**REQUIRED WORK:**
Apart from the images, repeat the data below exactly as written.

**EXTRACTED RECORDS:**
■ ■ ■ ■
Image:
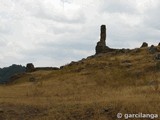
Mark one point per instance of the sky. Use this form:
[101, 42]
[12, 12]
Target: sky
[56, 32]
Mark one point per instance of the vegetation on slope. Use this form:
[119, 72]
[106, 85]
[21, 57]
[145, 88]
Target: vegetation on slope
[96, 88]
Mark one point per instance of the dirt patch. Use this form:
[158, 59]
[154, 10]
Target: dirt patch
[20, 112]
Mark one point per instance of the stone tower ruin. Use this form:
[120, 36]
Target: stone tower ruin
[101, 45]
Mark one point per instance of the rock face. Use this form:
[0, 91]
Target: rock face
[30, 67]
[101, 45]
[144, 45]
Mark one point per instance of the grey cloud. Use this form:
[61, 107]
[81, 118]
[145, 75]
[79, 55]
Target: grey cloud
[120, 6]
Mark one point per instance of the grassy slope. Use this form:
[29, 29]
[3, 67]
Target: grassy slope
[96, 88]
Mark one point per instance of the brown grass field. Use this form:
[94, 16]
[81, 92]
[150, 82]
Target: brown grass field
[95, 88]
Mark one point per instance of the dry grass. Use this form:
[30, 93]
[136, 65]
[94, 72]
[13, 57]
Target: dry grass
[96, 89]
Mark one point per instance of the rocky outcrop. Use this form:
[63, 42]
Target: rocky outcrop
[144, 45]
[101, 45]
[30, 67]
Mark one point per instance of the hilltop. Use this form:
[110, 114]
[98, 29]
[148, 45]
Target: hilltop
[95, 88]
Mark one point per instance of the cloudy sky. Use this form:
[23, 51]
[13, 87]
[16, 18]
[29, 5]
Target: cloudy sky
[56, 32]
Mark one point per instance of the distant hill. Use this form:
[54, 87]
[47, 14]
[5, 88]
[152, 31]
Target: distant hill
[7, 72]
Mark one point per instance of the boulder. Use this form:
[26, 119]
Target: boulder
[30, 67]
[101, 45]
[157, 56]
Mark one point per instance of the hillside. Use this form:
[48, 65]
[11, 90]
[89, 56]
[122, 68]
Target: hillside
[96, 88]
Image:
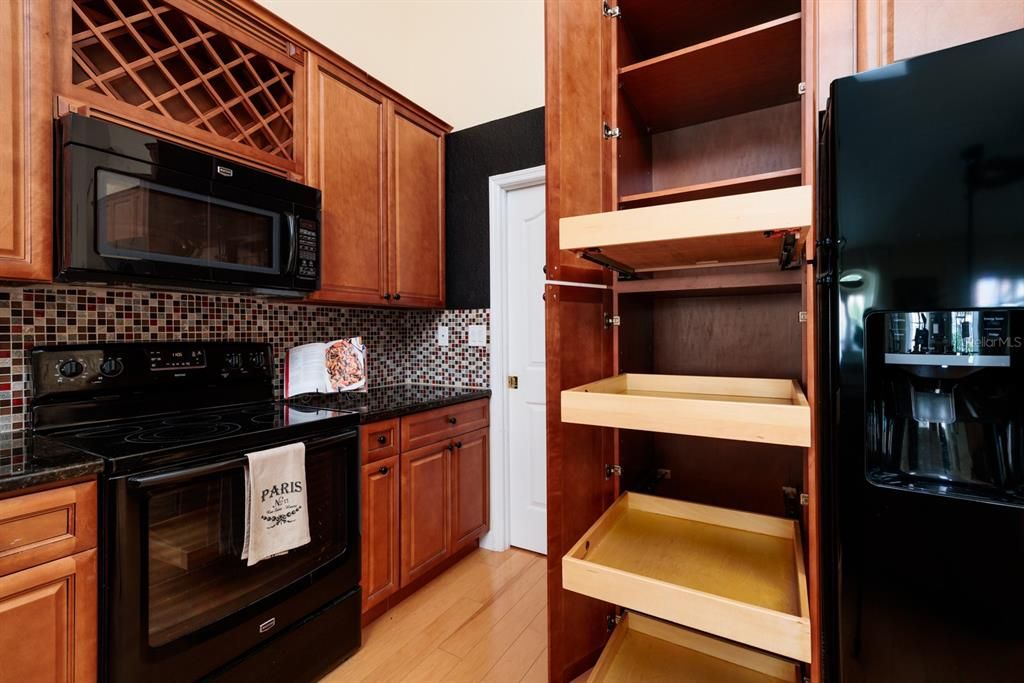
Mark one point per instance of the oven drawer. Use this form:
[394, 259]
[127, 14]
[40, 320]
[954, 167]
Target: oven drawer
[437, 425]
[47, 525]
[379, 440]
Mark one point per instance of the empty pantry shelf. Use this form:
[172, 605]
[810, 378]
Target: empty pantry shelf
[736, 228]
[765, 411]
[734, 574]
[647, 649]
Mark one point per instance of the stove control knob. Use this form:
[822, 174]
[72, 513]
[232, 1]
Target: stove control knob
[70, 369]
[112, 367]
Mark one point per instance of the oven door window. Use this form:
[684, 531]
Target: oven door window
[195, 534]
[138, 219]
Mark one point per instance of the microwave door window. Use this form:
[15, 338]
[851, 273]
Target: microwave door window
[140, 220]
[244, 238]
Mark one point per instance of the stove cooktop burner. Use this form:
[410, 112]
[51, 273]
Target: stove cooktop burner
[182, 431]
[141, 436]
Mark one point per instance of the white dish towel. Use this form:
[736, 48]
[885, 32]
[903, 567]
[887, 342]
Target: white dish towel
[276, 514]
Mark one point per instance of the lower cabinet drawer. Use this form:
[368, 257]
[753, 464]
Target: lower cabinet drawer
[432, 426]
[43, 526]
[647, 649]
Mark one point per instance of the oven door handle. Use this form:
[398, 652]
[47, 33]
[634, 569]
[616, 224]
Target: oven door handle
[174, 476]
[151, 480]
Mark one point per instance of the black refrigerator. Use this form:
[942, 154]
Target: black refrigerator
[921, 285]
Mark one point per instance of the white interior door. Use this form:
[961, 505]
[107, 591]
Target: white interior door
[524, 339]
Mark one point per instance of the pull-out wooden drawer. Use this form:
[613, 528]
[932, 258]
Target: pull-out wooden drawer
[44, 526]
[646, 649]
[379, 440]
[437, 425]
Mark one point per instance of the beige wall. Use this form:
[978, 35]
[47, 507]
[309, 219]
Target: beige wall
[466, 60]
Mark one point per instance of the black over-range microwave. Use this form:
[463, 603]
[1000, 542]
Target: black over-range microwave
[138, 209]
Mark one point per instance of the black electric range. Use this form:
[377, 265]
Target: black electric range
[173, 423]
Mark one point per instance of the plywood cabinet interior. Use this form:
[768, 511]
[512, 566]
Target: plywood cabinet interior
[26, 141]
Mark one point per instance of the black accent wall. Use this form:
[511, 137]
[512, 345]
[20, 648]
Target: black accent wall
[472, 156]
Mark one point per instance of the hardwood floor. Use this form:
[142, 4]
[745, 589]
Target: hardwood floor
[483, 620]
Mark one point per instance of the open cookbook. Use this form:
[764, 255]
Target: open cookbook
[336, 366]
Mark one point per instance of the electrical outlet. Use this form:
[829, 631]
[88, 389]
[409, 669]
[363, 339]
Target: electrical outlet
[477, 335]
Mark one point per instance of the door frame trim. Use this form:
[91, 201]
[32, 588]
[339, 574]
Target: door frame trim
[499, 187]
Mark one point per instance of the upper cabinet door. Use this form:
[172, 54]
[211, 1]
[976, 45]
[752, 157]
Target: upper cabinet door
[26, 146]
[347, 158]
[416, 210]
[204, 73]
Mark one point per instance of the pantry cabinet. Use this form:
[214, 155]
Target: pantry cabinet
[853, 36]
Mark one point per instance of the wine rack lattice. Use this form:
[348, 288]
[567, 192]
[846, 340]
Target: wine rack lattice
[160, 59]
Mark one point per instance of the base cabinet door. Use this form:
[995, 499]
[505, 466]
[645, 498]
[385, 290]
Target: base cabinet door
[469, 487]
[380, 530]
[48, 622]
[425, 540]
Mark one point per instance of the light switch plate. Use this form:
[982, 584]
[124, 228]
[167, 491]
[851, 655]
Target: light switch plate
[477, 335]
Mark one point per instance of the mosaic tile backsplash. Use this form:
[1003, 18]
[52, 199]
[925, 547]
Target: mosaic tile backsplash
[400, 344]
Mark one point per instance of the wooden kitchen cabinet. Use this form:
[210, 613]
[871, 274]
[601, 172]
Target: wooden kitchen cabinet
[26, 142]
[470, 483]
[348, 165]
[48, 621]
[380, 530]
[416, 210]
[425, 498]
[855, 36]
[425, 509]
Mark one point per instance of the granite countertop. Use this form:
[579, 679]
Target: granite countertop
[393, 400]
[30, 461]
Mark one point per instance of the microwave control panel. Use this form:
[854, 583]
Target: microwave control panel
[308, 249]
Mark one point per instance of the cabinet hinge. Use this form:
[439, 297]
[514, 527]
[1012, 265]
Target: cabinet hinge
[793, 500]
[613, 620]
[610, 132]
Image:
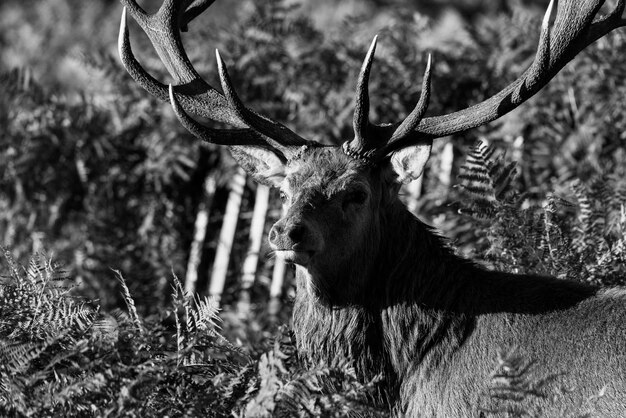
■ ■ ■ ■
**OUTPUT OF THE TASK:**
Image:
Mark one point per instance of the sky. Use this form:
[101, 42]
[12, 12]
Target: sky
[56, 32]
Mark one point per instance of the vegetation on slope. Use this form:
[119, 72]
[106, 85]
[21, 57]
[145, 88]
Target: vegetation on slope
[96, 88]
Mark one point per instance of the dirt patch. Use this form:
[158, 59]
[154, 10]
Target: dirt patch
[20, 112]
Mark one point per instance of the stone tower ruin. Use this form:
[120, 36]
Target: stone tower ruin
[101, 45]
Mark one point per instance of the rock face. Use this form:
[0, 91]
Target: rock face
[30, 67]
[101, 45]
[144, 45]
Mark one point per instance of the grey cloud. Use this form:
[61, 107]
[81, 118]
[145, 75]
[79, 55]
Target: grey cloud
[120, 6]
Mark one point per instance of the grassy slope. Use this form:
[29, 29]
[3, 67]
Target: grassy slope
[96, 88]
Mark one point per instance of the brown grass field. Use this form:
[94, 16]
[81, 92]
[150, 82]
Target: brown grass field
[95, 88]
Mark one point per instance of the dry grass. Use this form:
[30, 93]
[136, 65]
[94, 72]
[13, 57]
Target: dry grass
[96, 89]
Mark one point per instance of the rocky outcrop. Use this form:
[63, 42]
Target: rocky outcrop
[144, 45]
[101, 45]
[30, 67]
Mark one point per instance of the hilltop. Use this form:
[110, 114]
[98, 29]
[148, 45]
Target: hilltop
[95, 88]
Mark one point per instance of the cloudy sky. Use this form:
[23, 51]
[13, 87]
[16, 18]
[29, 5]
Target: cloudy sky
[56, 32]
Mark one point per instance of the distant hill. Use this form:
[54, 87]
[47, 14]
[5, 88]
[152, 31]
Target: distant hill
[7, 72]
Mark one point per instance of the boulder. Use this form:
[26, 119]
Target: boulder
[30, 67]
[101, 45]
[157, 56]
Mark one point per instance of the hillside. Use this form:
[48, 65]
[11, 90]
[89, 56]
[122, 68]
Target: hillside
[96, 88]
Image:
Mark one point per instance of the oven drawer. Use this form:
[394, 259]
[127, 14]
[40, 320]
[954, 167]
Target: oven drawer
[437, 425]
[47, 525]
[379, 440]
Mark one point per instance of the empty pantry shelf. Use this form:
[172, 605]
[810, 378]
Target: empty pantry shelf
[736, 228]
[765, 411]
[734, 574]
[647, 649]
Mark one point per instance of the stove control knob. Use this form:
[822, 174]
[72, 513]
[232, 1]
Target: stove control knob
[70, 369]
[112, 367]
Mark one point per instance of the oven door window. Use this form:
[684, 531]
Target: oven door window
[195, 534]
[138, 219]
Mark one point per instance of the microwave door window. Use this form:
[15, 338]
[851, 273]
Target: microwave door window
[140, 220]
[244, 238]
Mark one point per instance of the stove cooktop burner. Use this form:
[410, 112]
[51, 273]
Target: stove cooktop burner
[182, 431]
[141, 436]
Mark one point per instance of the white dish towel. Use this form:
[736, 48]
[885, 32]
[903, 567]
[887, 342]
Target: white dish towel
[276, 514]
Mark one point per instance of the lower cabinet drawer. Use this form:
[368, 257]
[753, 464]
Target: lower cabinet drawer
[432, 426]
[43, 526]
[647, 649]
Mark one point per instance of the oven door handle. Use this form:
[398, 652]
[47, 33]
[634, 569]
[616, 224]
Target: oven door handle
[174, 476]
[151, 480]
Mark one point per instance of the black refrigerator. Use this form:
[942, 154]
Target: black refrigerator
[921, 285]
Mark one point per instance of the white interior door. Use this form:
[961, 505]
[107, 591]
Target: white interior door
[524, 339]
Mark one point per instance of the pull-out wooden drawer. Use this form:
[613, 528]
[932, 258]
Target: pull-out wooden drawer
[44, 526]
[646, 649]
[379, 440]
[437, 425]
Mark one point per instance of the beige wall. Use this form:
[978, 35]
[47, 507]
[309, 219]
Target: beige wall
[466, 60]
Mark one point per instance of the black over-range microwave. Use this form:
[463, 603]
[1000, 542]
Target: black over-range microwave
[138, 209]
Mark one point per instance of the black electric range. Use this form:
[377, 265]
Target: black electric range
[173, 423]
Mark one point per instance of the plywood cabinet interior. Use this form:
[768, 511]
[512, 566]
Target: plywood cabinet interior
[26, 141]
Mark one point per instance of the black accent wall. Use this form:
[511, 137]
[512, 345]
[20, 648]
Target: black accent wall
[472, 156]
Mark one point per instance of the hardwood floor. Use this form:
[142, 4]
[745, 589]
Target: hardwood floor
[483, 620]
Mark one point per instance of the open cookbook. Use this form:
[764, 255]
Target: open cookbook
[336, 366]
Mark one point per instance of the electrical outlet. Use this form:
[829, 631]
[88, 389]
[409, 669]
[363, 339]
Target: electrical outlet
[477, 335]
Mark one point per instance of the door frame trim. Use this form:
[91, 201]
[32, 588]
[339, 574]
Target: door frame trim
[499, 187]
Mark one point per instance of the upper cabinet door. Use this form:
[172, 54]
[211, 1]
[976, 45]
[752, 157]
Target: upper cabinet door
[26, 146]
[347, 158]
[416, 210]
[204, 73]
Mark one point per instance of the pantry cabinet. Use this form:
[214, 155]
Target: pantry cabinet
[853, 36]
Mark one point per instance of the wine rack lattice. Use this form:
[348, 288]
[567, 192]
[846, 340]
Target: wine rack lattice
[160, 59]
Mark one point per instance of the base cabinet door. Use this form:
[995, 499]
[505, 466]
[645, 498]
[385, 290]
Target: base cabinet door
[469, 487]
[380, 530]
[48, 622]
[425, 540]
Mark one point per instance of the light switch plate. Use this form:
[982, 584]
[124, 228]
[167, 491]
[851, 655]
Target: light switch plate
[477, 335]
Mark one point per instance of the mosaic tile backsplash. Use this form:
[1003, 18]
[52, 199]
[925, 547]
Target: mosaic tile backsplash
[400, 344]
Mark one point per instance of the wooden kitchen cabinet. Use this form:
[210, 613]
[871, 274]
[601, 172]
Target: wooden kitchen cabinet
[26, 142]
[470, 483]
[348, 165]
[48, 621]
[380, 530]
[416, 210]
[425, 498]
[855, 36]
[425, 509]
Mark one point per instance of the granite countertop. Use this form:
[579, 679]
Target: granite countertop
[393, 400]
[30, 461]
Mark one point per instance of the microwave control panel. Use this form:
[854, 583]
Target: microwave control panel
[308, 249]
Mark one point per instance of the cabinet hinge. Use this form:
[439, 297]
[514, 527]
[1012, 265]
Target: cabinet hinge
[793, 500]
[613, 620]
[610, 132]
Image:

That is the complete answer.